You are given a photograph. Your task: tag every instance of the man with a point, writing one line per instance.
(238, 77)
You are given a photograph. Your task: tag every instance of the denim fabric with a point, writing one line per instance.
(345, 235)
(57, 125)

§ **Instructions to follow**: Copy out every line of the material above word for word, keeping each line as it stands.

§ **Result**:
You are given a photograph. Your task: tag every instance of the man with a point, writing one line per instance.
(238, 77)
You are given a photograph. Your task: tag every instance of the denim fabric with a point, writing one line per instance.
(345, 235)
(57, 125)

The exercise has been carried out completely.